_Tasks to complete:_
1. Rewrite the paragraph of the Alzheimer's imaging article that begins "The study will enroll" as a short bulleted list, keeping its main facts.
2. Continue the Alzheimer's imaging article from its final sentence.

_Document excerpt:_

Researchers explore varying imaging methods for Alzheimer's
NIH's National Institute on Aging has launched a study aimed at finding a way to use imaging technology to reduce the time and cost of clinical trials for Alzheimer's disease (AD) medications.

The Alzheimer's disease (AD) Neuroimaging Initiative has five major goals:
  • To develop a standard imaging method for clinical trials.
  • To improve methods of imaging.
  • To determine the optimum methods for acquiring and processing images.
  • To validate imaging and biomarker data.
  • To provide a database that will be available to all qualified scientific investigators.
The study will enroll 800 people at 45 to 50 sites over five years -- 200 normal elderly people and 600 people with varying degrees of Alzheimer's disease or mild cognitive disorder.

Everyone will undergo periodic brain imaging and provide regular blood and urine samples. Clinical evaluations also will be done to allow researchers to correlate biomarkers with neuropsychological and behavioral data.

_Stored data:_
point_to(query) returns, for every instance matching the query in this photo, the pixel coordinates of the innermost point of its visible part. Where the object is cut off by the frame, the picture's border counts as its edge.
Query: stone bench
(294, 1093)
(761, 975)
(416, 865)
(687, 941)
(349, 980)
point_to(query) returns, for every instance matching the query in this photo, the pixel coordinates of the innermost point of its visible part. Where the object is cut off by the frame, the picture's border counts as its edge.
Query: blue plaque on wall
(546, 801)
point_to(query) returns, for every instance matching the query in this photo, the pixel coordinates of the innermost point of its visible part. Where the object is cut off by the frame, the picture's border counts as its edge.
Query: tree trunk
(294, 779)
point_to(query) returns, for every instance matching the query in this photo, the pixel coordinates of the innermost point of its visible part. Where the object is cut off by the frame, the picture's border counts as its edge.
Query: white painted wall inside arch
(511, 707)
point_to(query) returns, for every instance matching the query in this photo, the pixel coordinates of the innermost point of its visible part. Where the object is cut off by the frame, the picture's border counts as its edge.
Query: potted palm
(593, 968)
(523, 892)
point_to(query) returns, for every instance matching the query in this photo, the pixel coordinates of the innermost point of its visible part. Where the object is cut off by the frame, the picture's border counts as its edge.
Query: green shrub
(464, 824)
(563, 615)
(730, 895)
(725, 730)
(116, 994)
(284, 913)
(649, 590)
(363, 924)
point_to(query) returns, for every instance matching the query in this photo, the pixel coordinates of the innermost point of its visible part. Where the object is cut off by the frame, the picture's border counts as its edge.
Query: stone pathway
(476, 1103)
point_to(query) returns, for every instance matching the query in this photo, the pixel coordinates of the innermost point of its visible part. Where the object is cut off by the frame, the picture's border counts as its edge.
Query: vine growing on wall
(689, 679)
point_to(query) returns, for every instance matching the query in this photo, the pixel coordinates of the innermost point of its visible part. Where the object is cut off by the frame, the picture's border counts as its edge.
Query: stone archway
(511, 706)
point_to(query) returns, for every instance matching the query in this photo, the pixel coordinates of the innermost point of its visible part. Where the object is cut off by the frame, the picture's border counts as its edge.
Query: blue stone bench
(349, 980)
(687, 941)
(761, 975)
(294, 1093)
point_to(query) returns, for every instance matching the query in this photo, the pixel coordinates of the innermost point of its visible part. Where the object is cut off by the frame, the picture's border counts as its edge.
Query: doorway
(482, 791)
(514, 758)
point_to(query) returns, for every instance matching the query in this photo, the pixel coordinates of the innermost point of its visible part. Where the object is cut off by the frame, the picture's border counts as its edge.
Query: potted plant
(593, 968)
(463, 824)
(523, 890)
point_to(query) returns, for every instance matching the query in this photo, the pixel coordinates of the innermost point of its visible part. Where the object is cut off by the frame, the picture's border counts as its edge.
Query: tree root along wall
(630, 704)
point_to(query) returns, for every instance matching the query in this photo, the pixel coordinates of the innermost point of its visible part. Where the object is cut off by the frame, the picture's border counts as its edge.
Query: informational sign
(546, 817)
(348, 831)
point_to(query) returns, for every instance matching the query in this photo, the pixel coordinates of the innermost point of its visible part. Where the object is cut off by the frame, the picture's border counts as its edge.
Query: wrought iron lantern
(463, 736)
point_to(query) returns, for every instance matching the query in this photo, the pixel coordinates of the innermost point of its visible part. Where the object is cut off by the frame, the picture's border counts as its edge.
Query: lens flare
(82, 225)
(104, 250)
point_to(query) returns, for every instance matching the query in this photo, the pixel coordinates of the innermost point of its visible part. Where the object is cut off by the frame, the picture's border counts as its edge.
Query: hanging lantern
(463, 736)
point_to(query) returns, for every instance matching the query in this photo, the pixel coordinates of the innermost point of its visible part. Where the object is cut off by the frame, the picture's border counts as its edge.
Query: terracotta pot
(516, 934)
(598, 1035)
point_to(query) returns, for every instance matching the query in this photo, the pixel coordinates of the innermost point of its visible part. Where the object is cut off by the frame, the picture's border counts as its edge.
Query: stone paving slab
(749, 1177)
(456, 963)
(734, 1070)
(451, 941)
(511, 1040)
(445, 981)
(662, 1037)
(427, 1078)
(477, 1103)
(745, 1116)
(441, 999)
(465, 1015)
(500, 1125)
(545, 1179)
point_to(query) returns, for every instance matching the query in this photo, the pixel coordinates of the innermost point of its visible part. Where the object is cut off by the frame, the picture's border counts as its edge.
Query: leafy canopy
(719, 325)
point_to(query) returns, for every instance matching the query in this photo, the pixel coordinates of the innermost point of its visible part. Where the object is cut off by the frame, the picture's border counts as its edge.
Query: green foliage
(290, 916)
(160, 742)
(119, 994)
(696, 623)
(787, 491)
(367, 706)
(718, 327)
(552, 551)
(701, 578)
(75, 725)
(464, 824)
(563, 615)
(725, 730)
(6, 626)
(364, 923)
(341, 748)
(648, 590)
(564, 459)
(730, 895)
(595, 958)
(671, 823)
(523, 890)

_Answer set:_
1.
- Enrollment: 800 people
- Locations: 45 to 50 sites
- Duration: five years
- Participants: 200 normal elderly people and 600 people with varying degrees of Alzheimer's disease or mild cognitive disorder

2.
"Those of us doing brain imaging believe we can recognize how the brain changes in normal aging and identify specific changes that are related to AD," said Michael Weiner, MD, principal investigator for the study and professor of medicine, Radiology, and Psychiatry at the University of California San Francisco, at the American Medical Association's 23rd Annual Science Reporters Conference. "But every lab is doing something a bit different."

"Some people are using PET and some varying types of MRI," he added. "What are the best methods? What would make the best standard?"

The initiative is planned as a partnership between the National Institute on Aging, the National Institute on Biomedical Imaging and Bioengineering, the U.S. FDA academic investigators, and private partners.